Reproduce the lines below from the one that contains "# Provide the mask of every instance of the woman" through the end, inclusive, and add nothing.

Items:
Begin

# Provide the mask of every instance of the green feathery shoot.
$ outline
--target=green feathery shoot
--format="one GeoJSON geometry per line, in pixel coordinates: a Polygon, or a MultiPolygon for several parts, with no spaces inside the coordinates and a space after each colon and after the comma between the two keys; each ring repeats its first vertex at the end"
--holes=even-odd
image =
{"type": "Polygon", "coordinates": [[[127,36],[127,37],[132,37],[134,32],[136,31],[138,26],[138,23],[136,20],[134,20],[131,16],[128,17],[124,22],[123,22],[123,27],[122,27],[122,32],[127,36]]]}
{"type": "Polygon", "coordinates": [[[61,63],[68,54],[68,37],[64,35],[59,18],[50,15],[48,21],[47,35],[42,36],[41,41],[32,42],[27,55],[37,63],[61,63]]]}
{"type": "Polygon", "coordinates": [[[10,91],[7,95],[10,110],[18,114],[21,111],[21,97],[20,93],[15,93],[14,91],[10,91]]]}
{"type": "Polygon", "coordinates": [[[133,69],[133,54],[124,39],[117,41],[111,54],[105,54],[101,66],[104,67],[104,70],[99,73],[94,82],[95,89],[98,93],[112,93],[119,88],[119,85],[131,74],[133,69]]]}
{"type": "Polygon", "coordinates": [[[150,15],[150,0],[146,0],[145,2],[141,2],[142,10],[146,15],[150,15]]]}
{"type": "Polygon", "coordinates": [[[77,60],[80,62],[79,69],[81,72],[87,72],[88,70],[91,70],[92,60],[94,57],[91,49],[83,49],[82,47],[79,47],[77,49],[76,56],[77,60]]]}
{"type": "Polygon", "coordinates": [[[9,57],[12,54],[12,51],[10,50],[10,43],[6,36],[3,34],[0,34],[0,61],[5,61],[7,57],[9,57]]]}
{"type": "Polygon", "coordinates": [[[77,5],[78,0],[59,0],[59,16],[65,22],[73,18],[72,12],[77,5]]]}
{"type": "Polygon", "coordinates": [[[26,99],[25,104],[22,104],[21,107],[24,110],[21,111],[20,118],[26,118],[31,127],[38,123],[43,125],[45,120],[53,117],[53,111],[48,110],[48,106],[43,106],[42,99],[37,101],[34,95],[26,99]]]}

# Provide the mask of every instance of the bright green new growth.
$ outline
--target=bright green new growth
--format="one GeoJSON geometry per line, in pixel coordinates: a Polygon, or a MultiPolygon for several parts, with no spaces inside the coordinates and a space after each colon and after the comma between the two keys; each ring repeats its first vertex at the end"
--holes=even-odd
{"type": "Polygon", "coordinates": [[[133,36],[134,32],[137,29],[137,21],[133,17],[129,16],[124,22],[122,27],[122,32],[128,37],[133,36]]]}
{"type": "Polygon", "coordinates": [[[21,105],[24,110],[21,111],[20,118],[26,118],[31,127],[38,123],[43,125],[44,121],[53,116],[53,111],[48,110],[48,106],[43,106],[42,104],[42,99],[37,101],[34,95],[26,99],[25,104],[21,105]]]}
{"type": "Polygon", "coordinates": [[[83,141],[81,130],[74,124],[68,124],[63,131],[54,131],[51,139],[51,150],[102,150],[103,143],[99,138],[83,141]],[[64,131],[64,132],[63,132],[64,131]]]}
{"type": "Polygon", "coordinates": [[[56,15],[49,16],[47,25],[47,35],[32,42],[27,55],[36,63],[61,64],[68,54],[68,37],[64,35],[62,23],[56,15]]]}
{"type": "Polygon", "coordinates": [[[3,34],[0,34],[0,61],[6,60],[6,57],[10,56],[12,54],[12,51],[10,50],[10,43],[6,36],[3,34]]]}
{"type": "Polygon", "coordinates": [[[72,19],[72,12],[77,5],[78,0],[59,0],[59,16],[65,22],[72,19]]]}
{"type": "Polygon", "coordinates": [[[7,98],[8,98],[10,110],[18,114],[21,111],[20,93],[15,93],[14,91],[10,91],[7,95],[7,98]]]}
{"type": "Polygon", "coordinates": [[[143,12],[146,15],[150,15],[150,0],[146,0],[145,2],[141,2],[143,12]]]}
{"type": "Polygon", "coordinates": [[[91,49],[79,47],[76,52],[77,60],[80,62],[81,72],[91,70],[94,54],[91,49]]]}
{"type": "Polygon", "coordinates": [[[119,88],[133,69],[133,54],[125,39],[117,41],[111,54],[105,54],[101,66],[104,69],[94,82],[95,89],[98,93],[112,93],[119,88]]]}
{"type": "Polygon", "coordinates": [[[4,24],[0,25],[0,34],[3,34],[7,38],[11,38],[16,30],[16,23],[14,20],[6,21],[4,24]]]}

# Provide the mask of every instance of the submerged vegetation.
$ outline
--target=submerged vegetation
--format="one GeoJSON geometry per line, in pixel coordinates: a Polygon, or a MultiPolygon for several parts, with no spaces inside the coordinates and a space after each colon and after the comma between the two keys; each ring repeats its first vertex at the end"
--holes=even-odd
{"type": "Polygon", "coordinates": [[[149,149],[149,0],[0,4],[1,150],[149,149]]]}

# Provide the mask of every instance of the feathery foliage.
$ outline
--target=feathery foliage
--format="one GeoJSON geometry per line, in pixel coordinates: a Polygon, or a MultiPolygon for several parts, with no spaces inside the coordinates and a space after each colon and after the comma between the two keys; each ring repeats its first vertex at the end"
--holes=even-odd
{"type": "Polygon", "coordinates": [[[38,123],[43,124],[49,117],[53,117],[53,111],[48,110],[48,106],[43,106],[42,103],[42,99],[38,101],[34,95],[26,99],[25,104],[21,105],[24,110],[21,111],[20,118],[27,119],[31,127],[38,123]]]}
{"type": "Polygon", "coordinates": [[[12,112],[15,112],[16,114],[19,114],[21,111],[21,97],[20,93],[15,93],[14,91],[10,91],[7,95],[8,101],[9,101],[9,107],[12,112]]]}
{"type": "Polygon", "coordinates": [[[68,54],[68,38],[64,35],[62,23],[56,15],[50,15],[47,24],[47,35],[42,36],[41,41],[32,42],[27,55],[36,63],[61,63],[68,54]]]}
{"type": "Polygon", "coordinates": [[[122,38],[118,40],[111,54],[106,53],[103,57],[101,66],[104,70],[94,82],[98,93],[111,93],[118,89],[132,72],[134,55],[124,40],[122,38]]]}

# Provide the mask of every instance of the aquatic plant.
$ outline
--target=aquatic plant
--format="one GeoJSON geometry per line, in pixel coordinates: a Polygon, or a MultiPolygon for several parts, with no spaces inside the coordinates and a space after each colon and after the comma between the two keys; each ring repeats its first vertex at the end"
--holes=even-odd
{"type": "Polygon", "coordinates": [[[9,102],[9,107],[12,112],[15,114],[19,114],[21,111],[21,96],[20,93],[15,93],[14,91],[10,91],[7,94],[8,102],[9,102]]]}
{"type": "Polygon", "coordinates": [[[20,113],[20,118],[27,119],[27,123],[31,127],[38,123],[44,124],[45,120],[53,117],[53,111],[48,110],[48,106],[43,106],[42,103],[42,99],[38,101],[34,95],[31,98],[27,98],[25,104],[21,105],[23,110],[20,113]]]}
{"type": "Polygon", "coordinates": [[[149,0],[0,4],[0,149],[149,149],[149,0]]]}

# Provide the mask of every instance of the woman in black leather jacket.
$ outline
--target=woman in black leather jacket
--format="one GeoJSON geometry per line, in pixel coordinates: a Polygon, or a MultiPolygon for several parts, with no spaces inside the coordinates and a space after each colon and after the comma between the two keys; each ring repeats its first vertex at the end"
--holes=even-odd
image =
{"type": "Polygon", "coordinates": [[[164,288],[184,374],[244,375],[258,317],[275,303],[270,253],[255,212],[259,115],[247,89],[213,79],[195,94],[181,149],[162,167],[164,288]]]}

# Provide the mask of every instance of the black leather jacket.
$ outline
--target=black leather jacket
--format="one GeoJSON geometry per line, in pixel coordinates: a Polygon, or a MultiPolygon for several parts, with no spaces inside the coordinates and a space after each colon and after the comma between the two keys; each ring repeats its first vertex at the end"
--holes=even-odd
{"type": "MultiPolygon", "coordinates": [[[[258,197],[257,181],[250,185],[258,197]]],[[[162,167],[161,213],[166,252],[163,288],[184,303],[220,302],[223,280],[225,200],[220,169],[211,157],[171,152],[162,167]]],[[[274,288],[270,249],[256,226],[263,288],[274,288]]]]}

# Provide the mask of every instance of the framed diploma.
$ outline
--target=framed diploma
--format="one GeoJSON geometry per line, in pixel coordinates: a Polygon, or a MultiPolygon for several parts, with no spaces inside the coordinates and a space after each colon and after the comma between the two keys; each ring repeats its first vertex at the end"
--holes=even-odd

End

Exercise solution:
# Provide the mask of every instance of the woman in black leather jacket.
$ outline
--target=woman in black leather jacket
--format="one GeoJSON geometry per line, in pixel coordinates: a Polygon, or a MultiPolygon for several parts, with no spaces inside the coordinates and a space after each colon and after the comma between the two keys; each ring repeats its first vertex at the end"
--holes=even-odd
image =
{"type": "Polygon", "coordinates": [[[164,288],[184,374],[244,375],[258,317],[275,303],[270,253],[255,212],[259,115],[247,89],[213,79],[195,94],[181,149],[162,167],[164,288]]]}

# Provide the mask of every instance of the black leather jacket.
$ outline
--target=black leather jacket
--format="one GeoJSON geometry per line, in pixel coordinates: a Polygon, or a MultiPolygon for several parts, with no spaces inside the coordinates and a space after each colon and after the comma between the two keys; each ring repeats its first vertex at the end"
--holes=even-odd
{"type": "MultiPolygon", "coordinates": [[[[258,197],[257,181],[250,185],[258,197]]],[[[162,167],[161,213],[166,252],[163,288],[184,303],[220,302],[223,280],[225,200],[220,169],[211,157],[171,152],[162,167]]],[[[274,288],[270,249],[256,226],[263,288],[274,288]]]]}

# Provide the mask of every instance of the framed diploma.
$ outline
--target=framed diploma
--format="one GeoJSON geometry per line, in pixel coordinates: a Polygon, or a MultiPolygon for several parts, with no spaces inside the coordinates and a space after each colon and after the comma between the two keys; each ring repeats its first vertex at the end"
--holes=even-odd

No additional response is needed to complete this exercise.